Your assignment: Give back exactly the stretch of data below from the line holding "Task: tag the green" through the line holding "x=155, y=117", both ends included, and leave the remaining lines out.

Supplied material:
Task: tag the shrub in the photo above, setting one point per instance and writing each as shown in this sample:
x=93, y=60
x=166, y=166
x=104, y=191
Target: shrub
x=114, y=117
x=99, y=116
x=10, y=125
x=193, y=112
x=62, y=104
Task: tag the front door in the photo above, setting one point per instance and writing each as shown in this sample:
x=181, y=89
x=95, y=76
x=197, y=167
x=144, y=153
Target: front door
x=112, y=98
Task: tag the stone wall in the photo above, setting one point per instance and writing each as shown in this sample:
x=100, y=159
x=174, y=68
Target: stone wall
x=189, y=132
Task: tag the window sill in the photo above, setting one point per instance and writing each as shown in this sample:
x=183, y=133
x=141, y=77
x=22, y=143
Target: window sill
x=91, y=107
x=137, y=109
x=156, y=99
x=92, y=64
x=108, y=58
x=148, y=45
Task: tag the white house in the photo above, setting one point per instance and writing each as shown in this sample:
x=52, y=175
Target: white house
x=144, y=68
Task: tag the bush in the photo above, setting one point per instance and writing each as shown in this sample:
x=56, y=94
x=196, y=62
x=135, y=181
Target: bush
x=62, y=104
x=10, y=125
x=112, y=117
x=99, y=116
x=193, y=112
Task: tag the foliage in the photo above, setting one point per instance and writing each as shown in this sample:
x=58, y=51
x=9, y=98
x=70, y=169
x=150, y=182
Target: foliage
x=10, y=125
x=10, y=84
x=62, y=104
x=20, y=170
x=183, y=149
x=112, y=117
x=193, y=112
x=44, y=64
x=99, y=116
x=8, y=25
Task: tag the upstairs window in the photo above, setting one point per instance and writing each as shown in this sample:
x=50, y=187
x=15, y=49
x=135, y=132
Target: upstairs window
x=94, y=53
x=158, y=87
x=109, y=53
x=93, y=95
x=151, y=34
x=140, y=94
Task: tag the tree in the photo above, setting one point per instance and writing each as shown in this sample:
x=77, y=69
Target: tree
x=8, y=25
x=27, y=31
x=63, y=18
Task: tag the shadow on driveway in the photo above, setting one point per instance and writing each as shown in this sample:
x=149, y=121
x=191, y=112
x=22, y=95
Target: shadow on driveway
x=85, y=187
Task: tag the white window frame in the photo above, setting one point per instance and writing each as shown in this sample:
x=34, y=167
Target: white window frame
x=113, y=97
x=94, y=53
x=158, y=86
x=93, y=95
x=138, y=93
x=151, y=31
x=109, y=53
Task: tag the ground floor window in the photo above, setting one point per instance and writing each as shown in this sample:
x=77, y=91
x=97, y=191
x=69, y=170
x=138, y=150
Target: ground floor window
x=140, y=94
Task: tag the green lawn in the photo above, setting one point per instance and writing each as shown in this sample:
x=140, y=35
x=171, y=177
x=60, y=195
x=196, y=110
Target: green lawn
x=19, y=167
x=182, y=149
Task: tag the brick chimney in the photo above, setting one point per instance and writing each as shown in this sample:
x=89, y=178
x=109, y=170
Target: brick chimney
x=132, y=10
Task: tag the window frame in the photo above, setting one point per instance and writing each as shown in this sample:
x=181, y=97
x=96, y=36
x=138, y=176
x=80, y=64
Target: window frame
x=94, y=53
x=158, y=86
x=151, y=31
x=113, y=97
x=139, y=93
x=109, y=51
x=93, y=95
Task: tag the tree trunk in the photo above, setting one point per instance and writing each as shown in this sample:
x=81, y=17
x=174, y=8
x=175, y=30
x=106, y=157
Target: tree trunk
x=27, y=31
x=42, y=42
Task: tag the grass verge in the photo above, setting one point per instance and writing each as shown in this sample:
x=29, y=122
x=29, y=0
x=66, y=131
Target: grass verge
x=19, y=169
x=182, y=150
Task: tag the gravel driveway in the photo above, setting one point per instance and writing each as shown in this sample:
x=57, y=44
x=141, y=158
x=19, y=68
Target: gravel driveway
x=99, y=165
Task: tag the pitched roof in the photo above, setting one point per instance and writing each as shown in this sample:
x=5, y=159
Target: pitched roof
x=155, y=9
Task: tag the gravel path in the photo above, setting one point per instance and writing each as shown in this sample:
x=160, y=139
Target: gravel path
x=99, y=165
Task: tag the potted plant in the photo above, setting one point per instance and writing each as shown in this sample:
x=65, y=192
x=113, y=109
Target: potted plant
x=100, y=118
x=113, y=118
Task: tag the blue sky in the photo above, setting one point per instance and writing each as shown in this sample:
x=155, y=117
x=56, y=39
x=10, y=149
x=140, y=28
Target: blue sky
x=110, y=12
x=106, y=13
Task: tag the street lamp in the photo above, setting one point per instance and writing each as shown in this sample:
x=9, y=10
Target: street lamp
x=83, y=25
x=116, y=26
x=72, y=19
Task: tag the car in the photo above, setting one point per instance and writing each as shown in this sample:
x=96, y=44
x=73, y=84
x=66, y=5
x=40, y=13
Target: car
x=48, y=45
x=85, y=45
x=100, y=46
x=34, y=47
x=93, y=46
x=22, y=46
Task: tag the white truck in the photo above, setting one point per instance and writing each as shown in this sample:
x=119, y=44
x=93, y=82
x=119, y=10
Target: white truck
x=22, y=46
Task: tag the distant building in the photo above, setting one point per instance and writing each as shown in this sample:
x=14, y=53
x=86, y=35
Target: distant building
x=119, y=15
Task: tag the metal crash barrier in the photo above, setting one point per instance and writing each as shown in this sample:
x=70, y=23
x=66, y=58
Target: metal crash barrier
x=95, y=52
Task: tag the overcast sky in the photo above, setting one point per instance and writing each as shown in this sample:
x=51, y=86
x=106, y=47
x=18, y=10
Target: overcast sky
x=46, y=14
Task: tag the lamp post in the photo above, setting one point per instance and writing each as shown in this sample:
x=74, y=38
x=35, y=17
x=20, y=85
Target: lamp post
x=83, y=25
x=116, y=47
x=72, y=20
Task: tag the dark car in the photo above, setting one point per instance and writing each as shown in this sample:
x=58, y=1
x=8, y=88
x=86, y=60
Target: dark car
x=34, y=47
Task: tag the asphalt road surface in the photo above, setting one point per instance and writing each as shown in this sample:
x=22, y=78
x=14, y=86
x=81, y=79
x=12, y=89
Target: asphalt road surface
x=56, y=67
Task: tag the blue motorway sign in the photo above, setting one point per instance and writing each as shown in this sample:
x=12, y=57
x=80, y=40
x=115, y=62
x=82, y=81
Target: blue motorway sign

Response below:
Task: tag the green lawn in the photo above, setting one point per instance and writing each as shown in this sample:
x=140, y=35
x=171, y=177
x=60, y=195
x=196, y=110
Target: green lawn
x=19, y=167
x=182, y=149
Task: tag the brick chimney in the photo above, setting one point per instance and writing each as shown in this sample:
x=89, y=178
x=109, y=170
Target: brick chimney
x=132, y=10
Task: tag the window frame in the photo above, setting one point per instance and writing each as shown in this sample:
x=181, y=97
x=96, y=36
x=138, y=176
x=80, y=64
Target: window frame
x=94, y=53
x=158, y=86
x=151, y=31
x=113, y=97
x=139, y=93
x=109, y=51
x=93, y=95
Task: tag the tree trunk in the photo above, setting one point per instance and writing each as shown in this sample:
x=81, y=17
x=174, y=8
x=175, y=30
x=106, y=157
Target: tree trunk
x=27, y=31
x=42, y=42
Task: tag the grass verge in the photo above, setting one point per instance and writing each as shown in this sample:
x=29, y=122
x=29, y=0
x=66, y=131
Target: grass verge
x=19, y=169
x=182, y=150
Task: tag the gravel driveway in the photo above, setting one point per instance and writing each as shown in this sample:
x=57, y=44
x=141, y=158
x=19, y=68
Target: gravel driveway
x=99, y=165
Task: tag the pitched roof in the photo above, setting one point per instance and writing each as shown in this sample:
x=5, y=159
Target: pitched roof
x=155, y=9
Task: tag the gravel path in the photo above, setting one point per instance and writing each as shown in this sample:
x=160, y=139
Target: gravel path
x=99, y=165
Task: tag the potted plant in the photo above, setting one point per instance and writing each as shown in this sample:
x=65, y=192
x=113, y=109
Target: potted plant
x=100, y=118
x=113, y=118
Task: tag the blue sky in the photo above, setting one point per instance and writing each as shown in this sample:
x=155, y=117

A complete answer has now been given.